— Begin SELECTED EXTRACT —

Imagine the high the Israelites felt at the Red Sea – a joy born of overwhelming relief and a clarity of gratitude and faith in life, in God, in all that is good -- such joy, washing over them like the waters of the Sea, rising up in them as waves of jubilant song.
But then, after the high, the everyday problems of life return, stronger and more bothersome than ever. There is the matter of water that is too bitter to drink, and the continuing dogged basic issues of food and drink in the barren desert.
That is our experience, too, of spiritual highs. They feel good at the time, but then we’re left with a sense of emptiness, of hunger and thirst afterward. The children cry and whine; the car breaks down; the mundane peeks its nasty head back up, as if to taunt us in our attempts to escape it – don’t think you’re so great for having sung and fasted all day on Yom Kippur, for having tasted briefly some other spiritual realm – you’re still the same human with a normal life to lead, full of daily exasperations that can get you down. And you’re still capable, maybe even more capable, of complaining about it all.
One intense spiritual experience does not a life of faith make. It takes a lifetime of training -- 40 years of desert dependence, 40 years of seeing the manna come down from heaven each day anew, 40 years of single days, to become a people of faith.
Each day in the desert the people received only what they needed for that day – dvar yom beyomo. The goal was to learn not to look back longingly at the pots of flesh in Egypt nor to worry over tomorrow’s food and drink and the possibility of starvation in the desert. But just to sit with the gift of today and be thankful. For today.

— End SELECTED EXTRACT —
— Begin EXERCISE MATERIAL —

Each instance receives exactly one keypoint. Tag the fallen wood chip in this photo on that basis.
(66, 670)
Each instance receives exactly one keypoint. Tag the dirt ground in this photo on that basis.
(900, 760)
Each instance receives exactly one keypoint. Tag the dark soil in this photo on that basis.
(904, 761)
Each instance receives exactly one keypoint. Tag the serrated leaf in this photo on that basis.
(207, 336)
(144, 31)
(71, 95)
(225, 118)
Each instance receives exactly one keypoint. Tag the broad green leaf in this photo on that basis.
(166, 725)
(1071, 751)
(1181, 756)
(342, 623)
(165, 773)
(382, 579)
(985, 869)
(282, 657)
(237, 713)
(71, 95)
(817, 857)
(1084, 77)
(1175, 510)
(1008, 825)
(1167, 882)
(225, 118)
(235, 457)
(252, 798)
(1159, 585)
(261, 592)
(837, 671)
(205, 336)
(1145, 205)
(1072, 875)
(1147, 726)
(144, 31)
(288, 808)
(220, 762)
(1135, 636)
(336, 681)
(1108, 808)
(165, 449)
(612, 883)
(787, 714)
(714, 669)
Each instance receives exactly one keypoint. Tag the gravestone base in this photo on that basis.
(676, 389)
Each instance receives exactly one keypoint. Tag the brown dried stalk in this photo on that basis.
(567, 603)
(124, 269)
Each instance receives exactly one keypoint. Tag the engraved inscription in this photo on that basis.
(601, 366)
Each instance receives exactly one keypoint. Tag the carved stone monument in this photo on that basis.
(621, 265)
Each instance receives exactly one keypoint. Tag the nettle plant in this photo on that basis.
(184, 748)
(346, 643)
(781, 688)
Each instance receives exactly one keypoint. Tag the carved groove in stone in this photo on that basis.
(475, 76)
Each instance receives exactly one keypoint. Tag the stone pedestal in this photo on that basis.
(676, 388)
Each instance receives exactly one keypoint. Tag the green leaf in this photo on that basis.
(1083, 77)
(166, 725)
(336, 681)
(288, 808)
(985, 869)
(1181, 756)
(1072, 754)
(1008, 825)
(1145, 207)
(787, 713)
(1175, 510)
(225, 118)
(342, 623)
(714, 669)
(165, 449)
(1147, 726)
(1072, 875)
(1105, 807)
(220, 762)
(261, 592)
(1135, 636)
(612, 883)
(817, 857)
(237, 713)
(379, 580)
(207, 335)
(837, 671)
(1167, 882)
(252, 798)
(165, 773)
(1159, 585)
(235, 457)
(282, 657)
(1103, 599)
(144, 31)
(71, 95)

— End EXERCISE MATERIAL —

= WHAT IS ASKED =
1. Recast the records as a JSON list of strings, one string per line with blank lines omitted, beginning at the line that contains "Each instance receives exactly one keypoint. Tag the green" and continuing through the final line of the records.
2. Continue the reflection on the Israelites in the desert from the point where it stops.

= FINAL ANSWERS =
1.
[
  "Each instance receives exactly one keypoint. Tag the green leaf in this photo on that basis.",
  "(1083, 77)",
  "(166, 725)",
  "(336, 681)",
  "(288, 808)",
  "(985, 869)",
  "(1181, 756)",
  "(1072, 754)",
  "(1008, 825)",
  "(1145, 207)",
  "(787, 713)",
  "(1175, 510)",
  "(225, 118)",
  "(342, 623)",
  "(714, 669)",
  "(165, 449)",
  "(1147, 726)",
  "(1072, 875)",
  "(1105, 807)",
  "(220, 762)",
  "(261, 592)",
  "(1135, 636)",
  "(612, 883)",
  "(817, 857)",
  "(237, 713)",
  "(379, 580)",
  "(207, 335)",
  "(837, 671)",
  "(1167, 882)",
  "(252, 798)",
  "(165, 773)",
  "(1159, 585)",
  "(235, 457)",
  "(282, 657)",
  "(1103, 599)",
  "(144, 31)",
  "(71, 95)"
]

2.
That is the training that balances those rare moments of intense spiritual highs, the ability to sit with today and feel its miraculousness, the fact that today, I am well-fed, and that today, the sun rose (as we say each morning – hamehadesh bekhol yom tamid ma’aseh breishit, “Who renews each day the work of creation”), and that, today, I breathe and live.
What good is the song then? What good those spiritual highs, those rare moments of ecstasy and intense connection? They, too, have their place. They begin the journey, as here; they are the source of inspiration, the touchstone we return to through the trials of everyday life. Perhaps, on some level, the goal is to erase the distinction, to create such a strong sense of joy and gratitude in the everyday manna that we receive that we can sing every day as we did at the Sea, that we can feel that every day is the day of redemption. The memory of that song reminds us of the kind of joy we are capable of; we are training ourselves to carry it with us, to make each day – no matter its difficulties – its own song.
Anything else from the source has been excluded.